_Problem requirements_: Quote the lines below exactly, from the one that holds "Q: For each instance of the front" through the final line of the records, and only those.

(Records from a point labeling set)
Begin

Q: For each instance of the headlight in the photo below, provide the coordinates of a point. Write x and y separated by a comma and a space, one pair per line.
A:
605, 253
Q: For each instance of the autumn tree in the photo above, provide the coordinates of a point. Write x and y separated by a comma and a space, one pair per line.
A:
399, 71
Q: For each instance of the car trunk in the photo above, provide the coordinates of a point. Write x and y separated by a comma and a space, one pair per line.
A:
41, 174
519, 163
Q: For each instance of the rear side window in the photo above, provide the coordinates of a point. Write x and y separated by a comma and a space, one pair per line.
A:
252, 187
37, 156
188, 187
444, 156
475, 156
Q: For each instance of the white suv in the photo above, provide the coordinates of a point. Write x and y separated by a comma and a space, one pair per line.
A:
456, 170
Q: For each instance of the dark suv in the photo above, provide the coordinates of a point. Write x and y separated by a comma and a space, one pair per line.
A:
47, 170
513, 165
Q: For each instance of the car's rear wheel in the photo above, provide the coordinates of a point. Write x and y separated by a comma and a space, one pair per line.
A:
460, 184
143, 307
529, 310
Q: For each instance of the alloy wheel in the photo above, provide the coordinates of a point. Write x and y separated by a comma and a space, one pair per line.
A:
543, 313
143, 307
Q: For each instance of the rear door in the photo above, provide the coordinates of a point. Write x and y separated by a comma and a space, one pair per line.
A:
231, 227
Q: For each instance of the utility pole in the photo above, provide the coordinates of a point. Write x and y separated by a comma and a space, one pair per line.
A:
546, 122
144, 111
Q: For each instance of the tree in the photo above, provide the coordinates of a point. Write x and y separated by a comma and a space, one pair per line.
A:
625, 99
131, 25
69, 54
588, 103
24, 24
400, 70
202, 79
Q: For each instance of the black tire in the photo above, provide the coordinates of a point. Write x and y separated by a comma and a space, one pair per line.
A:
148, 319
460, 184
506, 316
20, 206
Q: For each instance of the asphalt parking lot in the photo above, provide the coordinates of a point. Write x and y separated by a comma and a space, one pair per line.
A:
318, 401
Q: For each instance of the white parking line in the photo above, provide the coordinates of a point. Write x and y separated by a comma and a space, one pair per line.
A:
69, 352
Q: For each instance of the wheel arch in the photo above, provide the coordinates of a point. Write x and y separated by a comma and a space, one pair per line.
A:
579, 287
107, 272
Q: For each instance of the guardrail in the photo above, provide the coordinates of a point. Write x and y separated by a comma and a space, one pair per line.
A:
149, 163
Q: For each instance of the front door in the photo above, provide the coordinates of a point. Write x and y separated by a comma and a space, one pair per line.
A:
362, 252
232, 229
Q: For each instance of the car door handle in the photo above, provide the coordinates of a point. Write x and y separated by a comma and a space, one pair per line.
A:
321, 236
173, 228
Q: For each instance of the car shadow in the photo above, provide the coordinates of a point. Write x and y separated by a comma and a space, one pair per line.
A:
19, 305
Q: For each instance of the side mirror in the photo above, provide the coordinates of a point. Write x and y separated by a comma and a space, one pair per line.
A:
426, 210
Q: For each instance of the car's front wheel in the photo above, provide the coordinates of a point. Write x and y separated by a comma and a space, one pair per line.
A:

End

_Completed task_:
Q: For each instance of the front door in the photo above, provide the coordinates of a point. Write x and y separated by a comma and a space, one pair per line.
A:
362, 252
232, 229
Q: For each instance of the car door handle in the photo above, provide the coordinates of a point. Write x and y separated by a comma and a space, one pair per line.
A:
321, 236
173, 228
Q: For each instance of the car shadow in the photo above, provide the coordinates of a point. Write x and y separated by a comma and a space, one pair per line.
A:
19, 305
Q: For each instance of the side mirror in the photo above, provide the coordinates of a point. Write x and y separated by a comma and a space, one pair per line.
A:
426, 210
Q: For each instance of the car's front wheel in the photo above, provide the coordinates of a point. Write x and y separated by a comma and a space, one pair per line.
A:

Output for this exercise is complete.